■ Data section
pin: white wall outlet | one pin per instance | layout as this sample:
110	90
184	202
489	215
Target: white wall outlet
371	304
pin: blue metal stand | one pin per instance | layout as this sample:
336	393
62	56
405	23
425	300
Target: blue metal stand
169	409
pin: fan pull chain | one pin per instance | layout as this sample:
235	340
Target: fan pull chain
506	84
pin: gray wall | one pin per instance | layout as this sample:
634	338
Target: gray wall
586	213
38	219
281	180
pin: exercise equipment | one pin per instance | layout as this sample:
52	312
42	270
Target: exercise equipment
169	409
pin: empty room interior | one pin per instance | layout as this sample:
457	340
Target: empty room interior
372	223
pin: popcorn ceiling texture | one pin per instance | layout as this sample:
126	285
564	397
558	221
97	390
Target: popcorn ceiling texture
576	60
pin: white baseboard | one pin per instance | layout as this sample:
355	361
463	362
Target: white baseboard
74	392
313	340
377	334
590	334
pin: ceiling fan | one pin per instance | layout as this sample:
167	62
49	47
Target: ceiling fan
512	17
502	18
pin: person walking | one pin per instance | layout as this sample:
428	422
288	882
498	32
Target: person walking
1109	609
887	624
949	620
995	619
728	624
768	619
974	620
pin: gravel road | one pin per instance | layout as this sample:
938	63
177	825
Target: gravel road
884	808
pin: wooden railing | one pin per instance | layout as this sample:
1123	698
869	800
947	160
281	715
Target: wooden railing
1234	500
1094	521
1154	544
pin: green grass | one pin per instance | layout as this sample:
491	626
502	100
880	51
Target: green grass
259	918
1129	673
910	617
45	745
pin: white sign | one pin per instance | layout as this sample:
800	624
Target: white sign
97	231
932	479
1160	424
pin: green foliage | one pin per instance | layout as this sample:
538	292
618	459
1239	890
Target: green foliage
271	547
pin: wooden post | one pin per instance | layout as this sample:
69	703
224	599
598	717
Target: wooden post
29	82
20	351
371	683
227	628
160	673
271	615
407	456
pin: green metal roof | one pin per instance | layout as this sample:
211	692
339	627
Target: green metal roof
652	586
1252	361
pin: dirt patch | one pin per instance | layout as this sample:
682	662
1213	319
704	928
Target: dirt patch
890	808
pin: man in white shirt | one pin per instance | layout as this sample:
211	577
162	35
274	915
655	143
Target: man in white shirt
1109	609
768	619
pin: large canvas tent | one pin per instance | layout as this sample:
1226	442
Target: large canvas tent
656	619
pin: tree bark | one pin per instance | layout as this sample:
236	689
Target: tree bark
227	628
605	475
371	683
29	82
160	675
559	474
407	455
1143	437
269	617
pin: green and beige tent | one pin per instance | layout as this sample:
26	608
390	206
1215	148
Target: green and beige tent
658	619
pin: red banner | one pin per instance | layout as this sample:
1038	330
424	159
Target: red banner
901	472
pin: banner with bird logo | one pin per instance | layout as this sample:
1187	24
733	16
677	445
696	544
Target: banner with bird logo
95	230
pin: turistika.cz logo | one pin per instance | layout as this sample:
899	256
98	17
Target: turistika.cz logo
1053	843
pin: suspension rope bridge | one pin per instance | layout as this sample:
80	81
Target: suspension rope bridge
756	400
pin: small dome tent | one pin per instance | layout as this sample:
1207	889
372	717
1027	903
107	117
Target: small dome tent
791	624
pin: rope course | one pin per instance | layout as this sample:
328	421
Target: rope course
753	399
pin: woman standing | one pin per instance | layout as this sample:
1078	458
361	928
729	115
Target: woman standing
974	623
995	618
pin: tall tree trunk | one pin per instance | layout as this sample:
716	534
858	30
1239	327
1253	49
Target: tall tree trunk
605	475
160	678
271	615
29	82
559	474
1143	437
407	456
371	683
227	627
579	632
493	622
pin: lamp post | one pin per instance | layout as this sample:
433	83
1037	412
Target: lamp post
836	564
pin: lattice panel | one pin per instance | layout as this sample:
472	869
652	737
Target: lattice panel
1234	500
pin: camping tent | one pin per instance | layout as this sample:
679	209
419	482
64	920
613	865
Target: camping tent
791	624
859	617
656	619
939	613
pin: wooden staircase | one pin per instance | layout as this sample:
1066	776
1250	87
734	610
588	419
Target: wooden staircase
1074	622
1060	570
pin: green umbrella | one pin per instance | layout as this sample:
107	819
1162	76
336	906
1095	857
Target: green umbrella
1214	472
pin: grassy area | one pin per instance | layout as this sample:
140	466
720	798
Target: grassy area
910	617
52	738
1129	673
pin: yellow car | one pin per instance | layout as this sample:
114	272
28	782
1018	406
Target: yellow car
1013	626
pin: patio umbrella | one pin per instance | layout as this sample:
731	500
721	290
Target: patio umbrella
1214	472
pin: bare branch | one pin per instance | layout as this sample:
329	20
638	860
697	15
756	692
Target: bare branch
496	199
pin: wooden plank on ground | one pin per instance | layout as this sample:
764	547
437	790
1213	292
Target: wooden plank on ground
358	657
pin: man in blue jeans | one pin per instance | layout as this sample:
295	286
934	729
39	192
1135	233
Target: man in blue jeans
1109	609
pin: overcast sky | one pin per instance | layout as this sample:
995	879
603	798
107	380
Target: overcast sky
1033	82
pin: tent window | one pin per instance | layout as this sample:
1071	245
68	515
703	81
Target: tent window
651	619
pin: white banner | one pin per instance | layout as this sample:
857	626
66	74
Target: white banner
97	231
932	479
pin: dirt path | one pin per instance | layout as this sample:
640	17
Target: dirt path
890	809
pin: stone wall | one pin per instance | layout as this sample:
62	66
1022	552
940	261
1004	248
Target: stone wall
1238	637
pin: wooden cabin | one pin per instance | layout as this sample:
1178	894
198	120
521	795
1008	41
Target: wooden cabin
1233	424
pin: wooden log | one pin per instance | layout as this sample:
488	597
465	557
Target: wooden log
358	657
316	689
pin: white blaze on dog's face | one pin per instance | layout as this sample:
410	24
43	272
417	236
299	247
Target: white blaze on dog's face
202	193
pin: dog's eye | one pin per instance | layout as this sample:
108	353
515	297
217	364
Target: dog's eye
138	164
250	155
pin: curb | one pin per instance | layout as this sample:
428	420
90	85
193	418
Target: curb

■ Instructions to follow
Would you reproduce every record above exactly as it appears?

■ Exercise result
pin: white wall outlet | one pin per instance | layout as this sample:
110	90
184	202
489	215
Target: white wall outlet
371	304
pin: blue metal stand | one pin per instance | layout as this sample:
336	393
62	56
405	23
425	300
Target: blue metal stand
169	409
pin: fan pull chain | one pin per instance | layout as this sample:
235	340
Target: fan pull chain
506	84
pin: gray wall | one pin per instance | layout as this sample:
634	338
Target: gray wall
586	213
38	219
281	180
pin: exercise equipment | one pin per instance | layout as this sample:
52	312
42	270
Target: exercise equipment
169	409
pin: empty room interior | one pin per instance | layout as this sample:
457	340
Target: empty room interior
372	223
pin: popcorn ceiling texture | one pin per instance | layout as this sample:
126	285
564	397
558	221
97	390
Target: popcorn ceiling texture
576	60
pin: white baseboard | one pin per instance | layout as this sample:
355	361
463	362
Target: white baseboard
74	392
313	340
377	334
590	334
pin: ceiling fan | one pin per instance | layout as this sample:
167	62
49	47
Target: ceiling fan
512	17
502	18
pin: person walking | one pin per instance | layout as this sample:
428	422
288	882
498	32
Target: person walking
1109	609
887	624
949	620
995	619
728	624
768	619
974	620
pin: gravel road | one pin per instance | layout as this sample:
938	63
177	825
Target: gravel road
884	808
pin: wooden railing | one pin per instance | layout as this sample:
1123	698
869	800
947	160
281	715
Target: wooden railing
1234	500
1094	521
1154	544
pin: green grass | one pin per instance | layout as this sample:
491	626
502	100
880	51
Target: green grass
259	918
1129	673
910	617
45	745
pin: white sign | one pin per instance | layout as this sample:
800	624
Target: white sign
97	231
932	479
1160	424
pin: green foliage | one pin per instance | layout as this sample:
538	292
618	459
1239	890
Target: green foliage
271	547
pin: wooden post | one pin per instance | layout as this sample:
69	703
224	599
598	717
Target: wooden post
29	82
20	351
371	683
227	628
160	673
271	615
407	456
pin: green metal roof | one pin per instance | layout as this sample:
211	692
339	627
Target: green metal roof
652	586
1252	361
pin: dirt patch | one pin per instance | layout as this sample:
682	662
1213	319
704	928
Target: dirt patch
890	808
pin: man in white shirt | one pin per instance | layout as this sample:
211	577
162	35
274	915
655	143
Target: man in white shirt
1109	609
768	619
pin: large canvas tent | one pin per instance | layout as this sample:
1226	442
Target: large canvas tent
656	619
pin: tree bark | one pin per instance | layout as this sample:
236	689
Target: tree bark
227	628
605	475
371	683
29	82
160	675
559	474
407	455
1143	437
269	617
pin: green and beige tent | one pin per instance | layout as this sample:
26	608
390	206
1215	148
Target: green and beige tent
658	619
pin: red banner | one pin per instance | layout as this sample:
1038	330
424	159
Target: red banner
901	472
pin: banner with bird logo | one pin per instance | layout as this sample:
1187	24
733	16
677	445
696	544
Target: banner with bird logo
95	230
pin: turistika.cz logo | one pin per instance | layout as this sample:
899	256
98	17
Target: turistika.cz logo
1053	843
pin: suspension rope bridge | one pin per instance | layout as this sample:
80	81
Target: suspension rope bridge
756	400
pin: small dome tent | one pin per instance | layout as this sample:
1207	889
372	717
1027	903
107	117
Target: small dome tent
791	624
pin: rope course | one pin per instance | layout as this sample:
328	421
Target: rope course
753	399
pin: woman standing | one pin per instance | layout as this sample:
1078	458
361	928
729	115
Target: woman standing
974	623
995	618
pin: tall tree trunk | one pin per instance | layout as this sample:
716	534
858	30
1239	327
1253	49
Target: tall tree trunk
605	475
160	678
271	615
29	82
559	474
1143	437
407	456
371	683
227	627
579	632
493	622
pin: lamp post | one pin per instance | layout as this sample:
433	83
1037	412
Target: lamp post
836	564
pin: lattice panel | one pin per instance | layout as this sample:
472	869
652	737
Target: lattice panel
1234	500
pin: camping tent | one pin per instance | layout as this sample:
679	209
419	482
64	920
613	865
Target: camping tent
791	624
859	617
656	619
939	613
pin: wooden staircase | one pin per instance | layout as this sample:
1066	776
1250	87
734	610
588	419
Target: wooden staircase
1074	622
1060	570
pin: green umbrella | one pin per instance | layout as this sample:
107	819
1162	76
336	906
1095	857
Target: green umbrella
1214	472
pin: grassy area | one pin per instance | layout as this sample:
140	466
720	798
Target: grassy area
910	617
52	738
1129	673
pin: yellow car | one pin per instance | layout as this sample:
114	272
28	782
1018	406
Target: yellow car
1013	626
pin: patio umbrella | one pin per instance | layout as this sample:
731	500
721	290
Target: patio umbrella
1214	472
pin: bare branch | one pin per instance | layout as this sample:
329	20
638	860
697	15
756	692
Target: bare branch
496	199
pin: wooden plank on ground | one pin per instance | layout as this sample:
764	547
437	790
1213	292
Target: wooden plank on ground
358	657
pin: man in blue jeans | one pin per instance | layout as this sample:
295	286
934	729
39	192
1135	233
Target: man in blue jeans
1109	609
pin: overcast sky | one pin per instance | layout as this sample:
995	879
603	798
107	380
Target: overcast sky
1033	82
pin: tent window | one pin per instance | layout as this sample:
1071	245
68	515
703	81
Target: tent window
651	619
pin: white banner | one pin per instance | layout as this sample:
857	626
66	74
Target: white banner
97	231
932	479
pin: dirt path | one pin per instance | layout as this sample:
640	17
Target: dirt path
890	809
pin: stone wall | one pin per instance | layout as this sample:
62	66
1022	552
940	261
1004	248
Target: stone wall
1238	637
pin: wooden cabin | one pin per instance | layout as this sample:
1178	894
198	120
521	795
1008	41
Target: wooden cabin
1233	424
pin: wooden log | one pin per instance | layout as this sample:
488	597
465	557
Target: wooden log
358	657
316	689
pin: white blaze on dog's face | one pin per instance | layout as this sample:
410	24
43	272
417	236
299	247
Target: white blaze on dog's face
202	193
pin: dog's eye | one pin per instance | layout as this sample:
108	353
515	297
217	364
Target: dog's eye
138	164
250	155
pin: curb | one pin per instance | layout as this sample:
428	420
90	85
193	418
Target: curb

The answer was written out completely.